— What the task requires —
Reproduce the following lines word for word, from the first to the last.

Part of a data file
---

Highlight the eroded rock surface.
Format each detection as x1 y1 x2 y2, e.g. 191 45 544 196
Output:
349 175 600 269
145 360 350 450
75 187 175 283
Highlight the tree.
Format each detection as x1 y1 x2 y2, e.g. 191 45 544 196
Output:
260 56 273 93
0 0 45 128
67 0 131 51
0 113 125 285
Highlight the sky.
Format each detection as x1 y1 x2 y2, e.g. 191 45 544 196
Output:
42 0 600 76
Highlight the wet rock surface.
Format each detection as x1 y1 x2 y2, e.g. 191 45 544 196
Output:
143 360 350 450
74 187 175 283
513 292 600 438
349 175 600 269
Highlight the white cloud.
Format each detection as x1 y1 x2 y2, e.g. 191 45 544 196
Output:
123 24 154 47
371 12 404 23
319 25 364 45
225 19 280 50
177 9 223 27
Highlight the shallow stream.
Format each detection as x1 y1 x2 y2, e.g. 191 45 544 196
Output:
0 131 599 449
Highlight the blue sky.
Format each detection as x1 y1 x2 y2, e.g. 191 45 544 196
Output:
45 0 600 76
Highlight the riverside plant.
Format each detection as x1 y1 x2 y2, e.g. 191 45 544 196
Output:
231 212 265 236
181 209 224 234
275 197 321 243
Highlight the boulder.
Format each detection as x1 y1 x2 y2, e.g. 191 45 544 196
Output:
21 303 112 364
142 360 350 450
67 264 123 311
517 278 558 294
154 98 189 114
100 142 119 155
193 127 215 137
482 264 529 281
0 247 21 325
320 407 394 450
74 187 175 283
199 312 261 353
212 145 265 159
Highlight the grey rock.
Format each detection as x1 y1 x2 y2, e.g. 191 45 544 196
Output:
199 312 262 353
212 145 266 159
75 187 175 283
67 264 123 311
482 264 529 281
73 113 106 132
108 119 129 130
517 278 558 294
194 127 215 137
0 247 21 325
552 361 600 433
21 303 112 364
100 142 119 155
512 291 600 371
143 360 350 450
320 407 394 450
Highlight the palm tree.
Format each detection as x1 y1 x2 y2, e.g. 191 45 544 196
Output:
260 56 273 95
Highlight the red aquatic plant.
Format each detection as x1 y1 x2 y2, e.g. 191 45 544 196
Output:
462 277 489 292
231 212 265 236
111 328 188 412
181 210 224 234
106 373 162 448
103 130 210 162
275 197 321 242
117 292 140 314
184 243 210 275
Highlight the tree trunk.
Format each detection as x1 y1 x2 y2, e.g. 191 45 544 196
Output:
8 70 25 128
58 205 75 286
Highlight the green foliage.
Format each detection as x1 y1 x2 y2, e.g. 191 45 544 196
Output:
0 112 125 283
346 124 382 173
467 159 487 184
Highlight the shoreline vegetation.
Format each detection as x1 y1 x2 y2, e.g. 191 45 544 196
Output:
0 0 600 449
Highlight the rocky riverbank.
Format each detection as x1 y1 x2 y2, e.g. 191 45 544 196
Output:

---

— Written solution —
Highlight the eroded rock surface.
Format each detection as x1 y1 x2 y2, e.g. 191 45 544 196
Output:
349 175 600 269
145 360 350 450
75 187 175 283
Highlight the tree.
Format each detection as x1 y1 x2 y2, e.g. 191 45 544 196
Output:
260 56 273 93
0 0 45 128
67 0 131 51
0 113 125 285
Highlight the sky.
Format each detection as x1 y1 x2 y2, e.g. 191 45 544 196
Output:
42 0 600 76
Highlight the wet rock surface.
Format each detection as x1 y1 x2 y2, e.g. 191 45 544 196
Output:
143 360 350 450
74 187 175 283
513 292 600 438
349 175 600 269
Highlight the white cloud.
Format each detection as x1 y1 x2 y2, e.g. 191 45 544 196
Output:
123 24 154 47
371 12 404 23
319 25 364 45
225 19 280 50
177 9 223 27
Highlight the shallow stream.
Format each detection as x1 y1 x2 y2, e.g. 191 45 544 196
Output:
0 131 599 449
Highlight the blue sky.
Format each detection as x1 y1 x2 y2, e.g. 191 45 544 196
Output:
45 0 600 76
Highlight the riverside plant.
Format each detection as x1 y1 x2 y2, e.g. 191 45 544 196
Output:
231 212 265 236
181 209 224 234
275 197 321 243
Highlight the boulder.
Format each detection as x1 y1 x2 y2, e.g. 191 45 544 196
Output:
21 303 112 364
142 360 350 450
67 264 123 311
517 278 558 294
154 98 189 114
100 142 119 155
193 127 215 137
482 264 529 281
0 247 21 325
320 407 394 450
74 187 175 283
199 312 261 353
212 145 265 159
Highlight the grey rock.
Format each detection as x1 y1 x2 y2, e.g. 191 45 544 196
Output:
199 312 262 353
212 145 266 159
75 187 175 283
67 264 123 311
482 264 529 281
73 113 106 132
108 119 129 130
517 278 558 294
194 127 215 137
0 247 21 325
552 361 600 433
21 303 112 364
100 142 119 155
512 291 600 371
143 360 350 450
320 407 394 450
Highlight the palm tree.
Format each detection as x1 y1 x2 y2, e.g. 191 45 544 196
Output:
260 56 273 95
Highlight the red aquatic plant.
Format each detection as x1 y1 x2 y2, e.g. 191 45 544 196
Output:
462 277 489 292
231 212 265 236
111 328 188 412
181 210 224 234
106 373 162 448
103 130 210 162
275 197 321 242
117 292 140 314
184 243 210 275
Highlight the tree trunk.
Format each detection as x1 y1 x2 y2, e.g. 191 45 544 196
Output:
8 70 25 128
58 205 75 286
Highlight the green foliage.
Format each detection as x1 y1 x2 y2, e.g. 191 45 544 196
Output:
0 112 125 283
346 124 382 173
467 159 487 184
Highlight the shoreline vegetation.
Format each detection as x1 y1 x2 y2, e.g. 191 45 544 196
Output:
0 0 600 449
Highlight the rocky riverbank.
Format each detection as x1 y1 x2 y2, e.g. 191 45 544 196
Output:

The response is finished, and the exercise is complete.